■ **About this task**
Reproduce the data from its first line through the line with "box: [586, 296, 624, 327]", changing "rough mask" to "coarse mask" wherever it occurs and keeping everything else the same. Return only those lines.
========
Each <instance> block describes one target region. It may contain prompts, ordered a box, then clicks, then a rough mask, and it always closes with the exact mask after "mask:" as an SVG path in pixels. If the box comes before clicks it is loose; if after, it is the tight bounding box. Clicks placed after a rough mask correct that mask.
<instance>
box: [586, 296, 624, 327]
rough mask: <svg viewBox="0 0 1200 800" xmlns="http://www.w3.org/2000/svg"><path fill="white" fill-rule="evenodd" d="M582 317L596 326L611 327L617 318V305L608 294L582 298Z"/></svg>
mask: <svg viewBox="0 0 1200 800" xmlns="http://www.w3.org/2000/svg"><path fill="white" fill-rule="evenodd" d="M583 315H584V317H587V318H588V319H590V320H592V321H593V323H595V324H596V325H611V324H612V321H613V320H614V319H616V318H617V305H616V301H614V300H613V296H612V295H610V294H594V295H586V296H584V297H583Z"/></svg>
========
■ **Exercise response**
Each <instance> block describes one target region. It may contain prompts, ordered a box, then clicks, then a coarse mask, and it always closes with the exact mask after "mask:" as an SVG path in pixels. If the box comes before clicks it is loose; if after, it is the tight bounding box. Clicks placed after a coarse mask correct that mask.
<instance>
box: [586, 296, 624, 327]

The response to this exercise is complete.